_Source text_
---------------
These beliefs were meant to be a response to science trying to change the nature of human beings as people had already believed in.  It was a withdrawal from allowing for science to help solve any mystery.  Instead, complete and utter rejection was seen as appropriate.  Phillip Gulley has powerful words to say about this movement and the way we’ve treated doctrine in this age.
            “This aversion to modernity seems to be unique to theology.  If your doctor rejected out of hand the medical advances of the past three hundred years, we would quickly find a new doctor.  If the US president wished to place America under the rule of British monarchy, he or she would be impeached.  But take an ancient doctrine, insist it originated from God, devise a ritual that reinforces it, wrap it in a prayer, reward those who perpetuate it, and condemn to hell those who don’t, and what you have is a significant portion of today’s church”

            We see this in the scriptures today.  In the passage from Samuel, David has declared that he himself will build God a create building where he will dwell for all time.  David believes that his God deserves to live in a place of her own, a place like David’s palace.  And God has been dwelling in a tent and resting his feet upon the ark of the covenant and traveling with the people for a long time. It is in this moment when David has cast his vision that his priestly advisor comes to him and asks if he really is to build the house in which God will dwell.  My seminary professor says this is the place in the Bible where we have to decide if we are going to put GOD IN A BOX, GOD IN A BOX, GOD IN A BOX. Personally, I wish to avoid that.

            The passage from Corinthians is a quick reminder of the fate we risk when we claim to know.  When a pastor or a spiritual director or anyone regarding religion is asked a question, if their response is a simple “answer”, you should beware.  We believe is a wonderful relief for many people, but it is not necessarily correct.  I believe wholeheartedly that the trinity is a fine expression of God, but I do not believe that God is truly limited as a 3-1 diagram.  God is….and let me tell you what, if you figure that out, you let me know.
---------------
_Recorded information_
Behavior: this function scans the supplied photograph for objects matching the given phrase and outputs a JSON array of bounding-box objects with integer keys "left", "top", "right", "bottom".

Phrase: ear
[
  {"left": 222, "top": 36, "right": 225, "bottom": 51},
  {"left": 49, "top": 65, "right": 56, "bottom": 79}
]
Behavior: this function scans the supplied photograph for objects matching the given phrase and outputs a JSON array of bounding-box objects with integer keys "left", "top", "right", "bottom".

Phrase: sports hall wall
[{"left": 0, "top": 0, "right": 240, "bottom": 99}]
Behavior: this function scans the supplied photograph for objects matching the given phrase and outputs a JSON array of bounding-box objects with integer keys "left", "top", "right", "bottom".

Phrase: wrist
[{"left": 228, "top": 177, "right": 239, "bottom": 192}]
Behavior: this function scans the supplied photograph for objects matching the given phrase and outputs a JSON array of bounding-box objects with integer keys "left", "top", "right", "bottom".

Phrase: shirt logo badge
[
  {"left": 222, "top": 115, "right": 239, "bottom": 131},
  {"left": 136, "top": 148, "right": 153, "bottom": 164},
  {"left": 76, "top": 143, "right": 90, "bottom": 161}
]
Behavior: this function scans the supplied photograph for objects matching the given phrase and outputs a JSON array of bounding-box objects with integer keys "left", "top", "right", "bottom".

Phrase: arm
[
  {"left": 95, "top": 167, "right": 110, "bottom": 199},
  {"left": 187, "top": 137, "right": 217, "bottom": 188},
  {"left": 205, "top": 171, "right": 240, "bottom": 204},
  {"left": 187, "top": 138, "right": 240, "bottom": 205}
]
---------------
_Task statement_
Carry the sermon about doctrine and putting God in a box further, picking up right after its last sentence.

_Written reply_
            Knowledge puffs us up, makes up full our ourselves and ready to condemn others.  But in the end, our knowledge of God will not make the world better.  It is our behavior, our willingness to do something that actually changes things.  A few of you who expressed how you “see God” working in the world through the actions and the relationships.  The church needs more of that. We don’t need to put God in a box, or a doctrine, or a creed, but instead we need to see God acting in the world through our works of graciousness and our unwillingness to be bound by fears of hello having to say the right words in order to make it to heaven.  The reality is right here and right now.

            The truth is, the church as it stands today is going to die.  We have tried for too long to grasp on to God as a statement or as a defined entity.  We have allowed ourselves to become an institution that believes that rocks we must build upon our words.  But God told David that God would remain as a dweller in a box.  Until we built a house of cedar, (as Solomon would later), the people were simply traveling along with God.  Now we don’t travel with God, we stay away from God’s wrath or we pray to God to bring us resolution.  Perhaps the gracious behavior we now are called to live might see us in a stronger relationship with God, living into mystery as we have to live in ministry with each other and allow God to dwell among us.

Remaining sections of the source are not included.